## What you are asked to do
Go line by line through the entries and show those that hold the string "fort".

## Supplied data
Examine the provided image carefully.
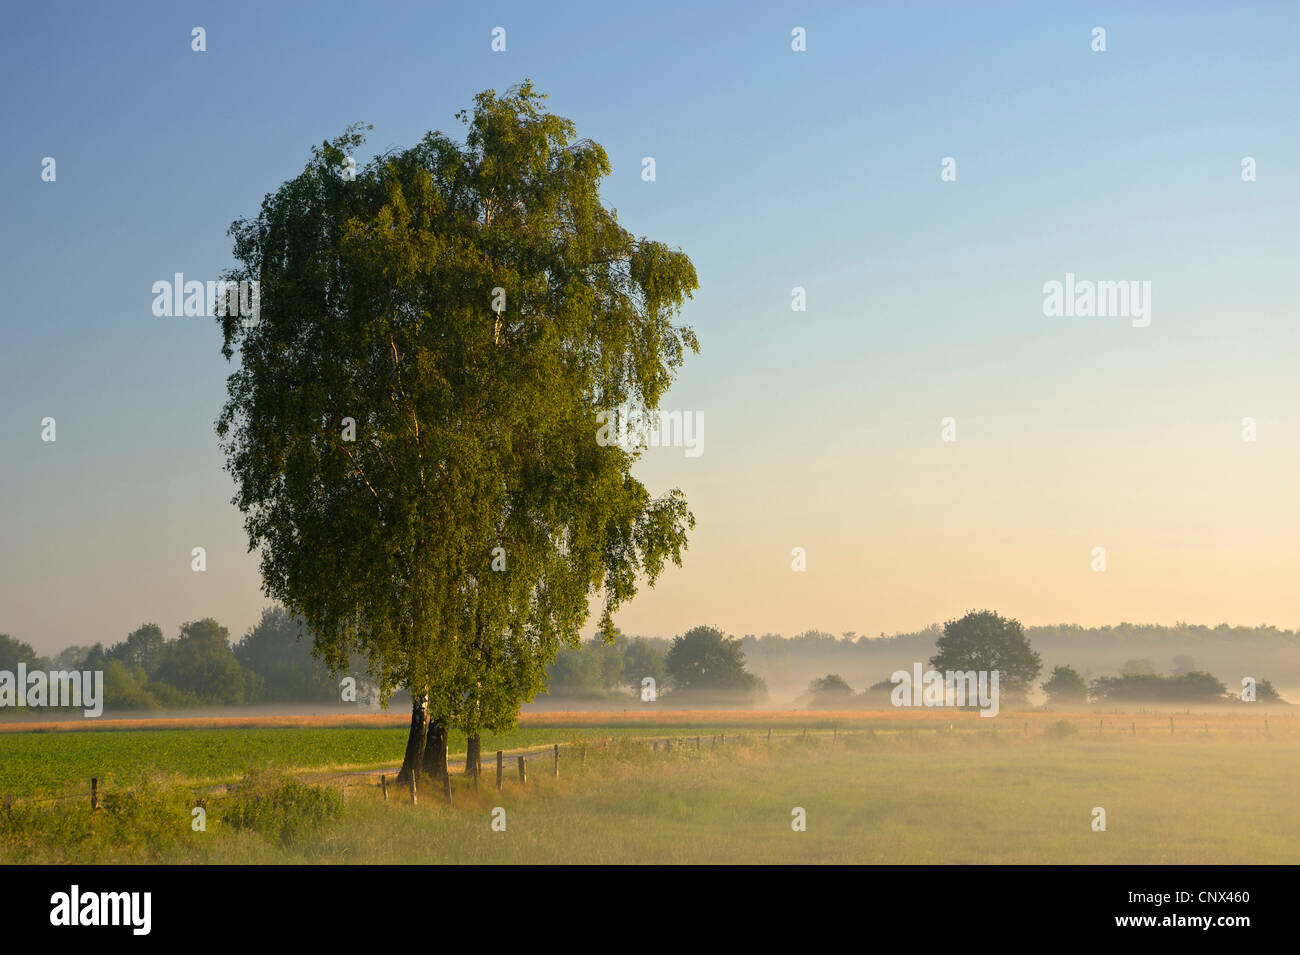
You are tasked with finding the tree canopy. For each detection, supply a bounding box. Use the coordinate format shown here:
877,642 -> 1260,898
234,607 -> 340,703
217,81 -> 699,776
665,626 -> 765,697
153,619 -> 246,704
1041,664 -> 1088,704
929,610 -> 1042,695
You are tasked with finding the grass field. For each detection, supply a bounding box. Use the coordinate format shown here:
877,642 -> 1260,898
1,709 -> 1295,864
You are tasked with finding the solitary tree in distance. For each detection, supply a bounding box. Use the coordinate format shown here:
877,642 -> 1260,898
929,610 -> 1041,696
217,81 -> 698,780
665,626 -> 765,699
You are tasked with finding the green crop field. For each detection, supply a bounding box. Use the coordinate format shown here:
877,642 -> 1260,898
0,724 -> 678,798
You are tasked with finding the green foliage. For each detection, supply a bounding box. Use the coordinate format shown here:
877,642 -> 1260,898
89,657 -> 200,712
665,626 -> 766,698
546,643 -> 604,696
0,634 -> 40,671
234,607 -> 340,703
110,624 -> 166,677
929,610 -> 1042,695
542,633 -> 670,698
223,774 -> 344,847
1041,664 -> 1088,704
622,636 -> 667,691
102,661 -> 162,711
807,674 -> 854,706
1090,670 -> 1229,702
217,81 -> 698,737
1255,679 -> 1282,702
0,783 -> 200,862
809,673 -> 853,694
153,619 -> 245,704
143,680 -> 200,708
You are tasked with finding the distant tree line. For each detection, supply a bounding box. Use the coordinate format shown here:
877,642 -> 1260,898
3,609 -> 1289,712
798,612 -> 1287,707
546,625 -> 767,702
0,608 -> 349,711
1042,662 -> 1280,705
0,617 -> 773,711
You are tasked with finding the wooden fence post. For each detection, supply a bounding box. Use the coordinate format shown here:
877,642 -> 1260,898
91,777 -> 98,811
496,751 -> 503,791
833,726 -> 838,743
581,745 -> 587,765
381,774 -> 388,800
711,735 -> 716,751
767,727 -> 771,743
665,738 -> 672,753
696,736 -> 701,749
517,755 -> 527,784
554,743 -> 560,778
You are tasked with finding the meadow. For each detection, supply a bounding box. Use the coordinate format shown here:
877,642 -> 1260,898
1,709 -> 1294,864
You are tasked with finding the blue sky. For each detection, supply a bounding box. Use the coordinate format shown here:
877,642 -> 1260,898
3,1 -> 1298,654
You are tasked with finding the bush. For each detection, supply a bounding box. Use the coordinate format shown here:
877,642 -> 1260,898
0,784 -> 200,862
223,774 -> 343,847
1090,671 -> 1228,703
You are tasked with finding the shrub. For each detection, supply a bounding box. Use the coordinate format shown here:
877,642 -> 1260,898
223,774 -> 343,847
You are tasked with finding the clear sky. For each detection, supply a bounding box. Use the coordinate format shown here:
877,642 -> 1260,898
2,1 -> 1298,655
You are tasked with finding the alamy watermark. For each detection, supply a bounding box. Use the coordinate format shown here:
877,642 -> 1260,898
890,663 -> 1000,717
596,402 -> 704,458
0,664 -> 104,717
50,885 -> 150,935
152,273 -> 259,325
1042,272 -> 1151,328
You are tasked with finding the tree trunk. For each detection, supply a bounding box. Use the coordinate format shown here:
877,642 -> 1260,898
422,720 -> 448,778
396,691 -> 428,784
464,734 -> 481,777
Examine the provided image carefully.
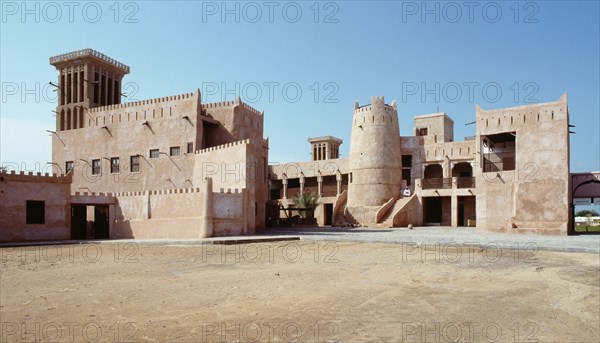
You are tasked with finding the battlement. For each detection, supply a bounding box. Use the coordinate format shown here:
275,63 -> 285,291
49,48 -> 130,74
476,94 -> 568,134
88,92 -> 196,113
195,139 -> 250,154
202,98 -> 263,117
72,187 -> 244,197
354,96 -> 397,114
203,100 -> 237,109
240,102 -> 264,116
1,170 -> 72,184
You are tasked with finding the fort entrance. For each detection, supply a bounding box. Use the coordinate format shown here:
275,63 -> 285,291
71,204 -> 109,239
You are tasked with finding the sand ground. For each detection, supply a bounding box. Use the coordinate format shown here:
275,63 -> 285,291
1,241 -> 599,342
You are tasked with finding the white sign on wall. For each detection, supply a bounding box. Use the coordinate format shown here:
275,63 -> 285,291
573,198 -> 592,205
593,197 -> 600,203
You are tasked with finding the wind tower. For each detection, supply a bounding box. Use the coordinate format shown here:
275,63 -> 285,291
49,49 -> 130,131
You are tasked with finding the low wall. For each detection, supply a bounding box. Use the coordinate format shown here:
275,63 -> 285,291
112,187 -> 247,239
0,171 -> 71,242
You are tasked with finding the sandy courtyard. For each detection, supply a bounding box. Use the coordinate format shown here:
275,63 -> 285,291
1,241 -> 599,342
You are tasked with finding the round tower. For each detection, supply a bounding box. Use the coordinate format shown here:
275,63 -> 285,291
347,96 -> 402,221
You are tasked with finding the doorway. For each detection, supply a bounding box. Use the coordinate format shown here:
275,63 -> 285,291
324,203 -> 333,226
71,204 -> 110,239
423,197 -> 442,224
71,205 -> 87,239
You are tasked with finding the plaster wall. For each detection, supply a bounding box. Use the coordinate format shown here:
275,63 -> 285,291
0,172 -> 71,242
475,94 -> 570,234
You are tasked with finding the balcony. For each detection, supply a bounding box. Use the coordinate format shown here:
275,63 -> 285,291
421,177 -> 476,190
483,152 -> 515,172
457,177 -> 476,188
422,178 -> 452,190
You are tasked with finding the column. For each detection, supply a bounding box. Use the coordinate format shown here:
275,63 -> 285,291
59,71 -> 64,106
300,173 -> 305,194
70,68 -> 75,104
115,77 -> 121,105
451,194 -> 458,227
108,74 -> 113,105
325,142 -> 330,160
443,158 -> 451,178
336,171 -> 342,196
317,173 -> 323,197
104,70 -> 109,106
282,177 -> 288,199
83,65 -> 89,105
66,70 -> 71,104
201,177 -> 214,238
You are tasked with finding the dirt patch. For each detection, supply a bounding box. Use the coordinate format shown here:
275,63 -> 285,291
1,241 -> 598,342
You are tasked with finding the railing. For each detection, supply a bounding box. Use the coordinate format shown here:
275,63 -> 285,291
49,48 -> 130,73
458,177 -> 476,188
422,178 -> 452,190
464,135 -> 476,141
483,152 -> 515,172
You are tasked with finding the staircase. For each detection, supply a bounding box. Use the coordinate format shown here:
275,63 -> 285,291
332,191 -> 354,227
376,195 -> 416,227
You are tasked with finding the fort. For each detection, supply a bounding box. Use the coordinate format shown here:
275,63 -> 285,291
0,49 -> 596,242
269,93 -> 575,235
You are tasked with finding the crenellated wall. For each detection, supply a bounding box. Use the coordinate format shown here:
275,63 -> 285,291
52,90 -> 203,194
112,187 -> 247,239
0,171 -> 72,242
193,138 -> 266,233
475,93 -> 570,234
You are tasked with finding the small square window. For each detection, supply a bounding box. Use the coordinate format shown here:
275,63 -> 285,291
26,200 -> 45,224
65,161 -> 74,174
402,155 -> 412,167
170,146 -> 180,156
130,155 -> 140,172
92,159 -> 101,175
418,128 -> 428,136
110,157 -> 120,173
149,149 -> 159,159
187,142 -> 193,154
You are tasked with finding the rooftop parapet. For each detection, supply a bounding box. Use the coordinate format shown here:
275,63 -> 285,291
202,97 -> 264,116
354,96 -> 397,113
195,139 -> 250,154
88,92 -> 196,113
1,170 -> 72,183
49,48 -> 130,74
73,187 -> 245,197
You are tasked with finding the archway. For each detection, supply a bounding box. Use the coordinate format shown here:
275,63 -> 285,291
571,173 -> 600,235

## Finished task
You are tasked with finding the fort entrance. For each detection, supply a bounding box. Use the coordinate format shown here:
You are tasked with finding the fort. For each detection, supply a bounding box. Use the coordinate format shown here:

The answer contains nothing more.